First published on ABC The Drum on 18 January 2011.

Tuesday, March 01, 2011

CRIKEY: NSW election: the ethnic vote battle that is Lakemba



With the NSW election coming up on March 26, there will no doubt be plenty of attention paid to the so-called ethnic vote. And with even safe ALP seats up for grabs as O’Farrell’s barrel of promises rolls across western Sydney, ethnic organisations will use the opportunity to promise votes. For a price, of course.


In Lakemba, things aren’t exactly promising for the Libs. Although the Liberal candidate for Lakembasecured a two-party preferred swing of some 13% in the 2008 byelection, it remains rock-solid Labor. The only problem is that an outsider wouldn’t be sure who the ALP candidate actually was. Sitting MP Robert Furolo for some reason has omitted words such as  ALP and Labor from his posters. Unlike last time ...








Lakemba isn’t a popular place in some circles. Dr Jeremy Sammut, a Research Fellow at the Centre for Independent Studies, sees Lakemba as an example of the "M&M" problem of "disintegration". Sammut claims that "Lakemba and its surrounds ... remain ghettofied ... [with] jarring realities on the disintegration of some parts of Sydney from the mainstream, and the failure to repeat the successful patterns of integration of other ethnic groups".


And presumably ghetto-dwellers presumably vote the same way, obeying the dictates of their leaders. Enter the Lebanese Moslems Association (LMA), which manages the Imam Ali ben Abi Taleb mosque on Haldon Street, the largest of around 10 mosques in the seat and where Sheik Hilaly often leads the service.

##############################

**Task set**
1. In the piece on the NSW election battle in Lakemba, on what date is the election set to take place?
2. Continue the piece on the NSW election battle in Lakemba, starting right after its final sentence.

##############################

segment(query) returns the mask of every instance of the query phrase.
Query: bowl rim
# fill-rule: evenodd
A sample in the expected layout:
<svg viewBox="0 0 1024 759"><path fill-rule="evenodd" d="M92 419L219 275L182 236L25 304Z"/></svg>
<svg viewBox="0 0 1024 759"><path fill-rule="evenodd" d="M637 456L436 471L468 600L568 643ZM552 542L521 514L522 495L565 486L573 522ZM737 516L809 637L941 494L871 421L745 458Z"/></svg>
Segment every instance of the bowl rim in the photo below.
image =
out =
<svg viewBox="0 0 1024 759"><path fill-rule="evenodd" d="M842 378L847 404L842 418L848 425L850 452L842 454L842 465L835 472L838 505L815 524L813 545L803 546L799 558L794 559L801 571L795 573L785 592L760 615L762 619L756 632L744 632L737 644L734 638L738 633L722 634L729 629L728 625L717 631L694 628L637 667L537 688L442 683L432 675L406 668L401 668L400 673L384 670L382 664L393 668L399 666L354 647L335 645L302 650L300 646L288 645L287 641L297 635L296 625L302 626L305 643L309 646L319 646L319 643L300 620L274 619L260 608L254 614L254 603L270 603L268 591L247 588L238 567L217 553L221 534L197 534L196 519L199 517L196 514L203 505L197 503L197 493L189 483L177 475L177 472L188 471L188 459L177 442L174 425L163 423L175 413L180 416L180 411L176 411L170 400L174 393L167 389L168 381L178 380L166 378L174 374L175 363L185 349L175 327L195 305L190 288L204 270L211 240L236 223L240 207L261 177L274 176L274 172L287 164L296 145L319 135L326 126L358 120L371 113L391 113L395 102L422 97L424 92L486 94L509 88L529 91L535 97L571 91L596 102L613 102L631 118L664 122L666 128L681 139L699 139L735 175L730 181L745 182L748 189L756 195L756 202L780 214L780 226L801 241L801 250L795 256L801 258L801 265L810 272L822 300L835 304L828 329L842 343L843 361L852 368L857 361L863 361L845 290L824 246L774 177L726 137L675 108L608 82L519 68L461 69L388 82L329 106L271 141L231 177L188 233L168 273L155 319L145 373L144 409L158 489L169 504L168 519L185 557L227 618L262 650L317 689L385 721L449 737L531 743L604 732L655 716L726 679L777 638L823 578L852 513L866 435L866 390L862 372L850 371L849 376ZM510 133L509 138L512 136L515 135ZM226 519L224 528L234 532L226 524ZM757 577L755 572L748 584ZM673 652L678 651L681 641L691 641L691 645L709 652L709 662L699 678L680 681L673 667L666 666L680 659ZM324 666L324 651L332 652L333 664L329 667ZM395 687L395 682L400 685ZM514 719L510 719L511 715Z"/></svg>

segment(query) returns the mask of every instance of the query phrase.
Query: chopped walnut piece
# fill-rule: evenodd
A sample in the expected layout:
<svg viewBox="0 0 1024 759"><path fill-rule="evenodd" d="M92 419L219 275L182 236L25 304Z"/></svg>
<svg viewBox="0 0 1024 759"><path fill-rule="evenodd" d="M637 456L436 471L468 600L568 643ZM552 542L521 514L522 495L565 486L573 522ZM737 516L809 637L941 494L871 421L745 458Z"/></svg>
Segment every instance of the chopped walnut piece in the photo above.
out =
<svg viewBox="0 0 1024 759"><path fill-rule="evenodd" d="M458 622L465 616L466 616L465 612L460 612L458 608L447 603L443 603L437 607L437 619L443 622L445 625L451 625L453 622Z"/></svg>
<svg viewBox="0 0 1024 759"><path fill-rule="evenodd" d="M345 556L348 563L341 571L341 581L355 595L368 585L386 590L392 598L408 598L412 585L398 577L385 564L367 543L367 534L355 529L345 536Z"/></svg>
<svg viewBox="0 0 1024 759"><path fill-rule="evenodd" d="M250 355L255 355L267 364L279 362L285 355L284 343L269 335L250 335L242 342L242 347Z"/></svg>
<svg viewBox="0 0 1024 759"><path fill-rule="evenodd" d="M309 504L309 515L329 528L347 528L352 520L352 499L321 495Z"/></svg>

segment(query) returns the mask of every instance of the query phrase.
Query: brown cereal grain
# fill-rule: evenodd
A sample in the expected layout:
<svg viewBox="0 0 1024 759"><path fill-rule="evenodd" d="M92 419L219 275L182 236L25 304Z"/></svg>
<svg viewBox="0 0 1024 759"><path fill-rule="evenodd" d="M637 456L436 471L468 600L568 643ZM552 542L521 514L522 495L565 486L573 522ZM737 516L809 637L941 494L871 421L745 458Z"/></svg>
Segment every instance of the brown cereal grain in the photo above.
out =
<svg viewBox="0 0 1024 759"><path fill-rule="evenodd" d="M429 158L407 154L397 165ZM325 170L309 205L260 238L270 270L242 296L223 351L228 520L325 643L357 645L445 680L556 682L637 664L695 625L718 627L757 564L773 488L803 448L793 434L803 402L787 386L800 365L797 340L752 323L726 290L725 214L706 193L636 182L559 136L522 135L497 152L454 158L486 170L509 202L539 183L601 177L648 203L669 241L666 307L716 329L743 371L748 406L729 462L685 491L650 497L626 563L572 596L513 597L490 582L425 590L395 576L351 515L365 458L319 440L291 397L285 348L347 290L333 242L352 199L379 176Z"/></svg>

##############################

**Response list**
1. March 26.

2.
In the 1995 state election, which then Premier John Fahey lost of Labor’s Bob Carr, Hilaly openly backed Michael Hawatt, then (and indeed now) the Liberal candidate. Hilaly’s voice could be heard on a loudspeaker stuck to the roof of a station wagon telling voters in chaste Arabic how to vote for Hawatt. A few days before the ballot, a host of Fahey ministers were at the Lakemba library showing their support for Hilaly’s campaign. And all to no avail. Tony Stewart easily defeated Hawatt, and Carr managed to knock off Fahey.




The LMA is also no stranger to politics. It was often involved in branch stacks on behalf of competing ALP factions. Back in the 1990s when Tony Stewart competed with former premier Morris Iemma for the Lakemba preselection, a former LMA president and local solicitor allowed his office to be used as a base for a dummy branch set up to support one of the factions.


In the 2001 Auburn byelection, whose ballot was held on the Saturday before the 9/11 attacks, Liberal leader Kerry Chikarovski sought endorsement for her candidate in Auburn from Hilaly and the LMA. She got it. The Liberal candidate obtained a primary swing of less than 1% in a ballot with no compulsory preferencing. Scott Morrison was campaign manager and state director.


Just how representative is the LMA anyway? Last time I checked, the LMA excluded over 50% of voters by not allowing women to be full members. Then again, "mainstream" Australian organisations such as the Melbourne Club are also happy to only have chicks working in the kitchen.


And like the Melbourne Club, the LMA is becoming a bastion of Liberal Party activism, throwing its support behind a swag of Liberal candidates, among them Michael Hawatt in Lakemba. Personally I think this is a politically inept move for any community organisation, but then again I’m probably one of those ghettofied M&M types.


The Libs shouldn’t fall into the trap of accepting ridiculous claims by community organisations of delivering votes. People don’t vote because of some alleged ethnic or organisational affiliation. People vote because their parents voted a certain way or because they like the candidate or for some other reason usually divorced from race or religion. And they hardly ever vote a certain way because their imam tells them to.


And that makes the LMA’s reported move of endorsing candidates completely futile. Still, at least this time around they’re backing a party and not some Muslim-only ticket as their senior imam did recently.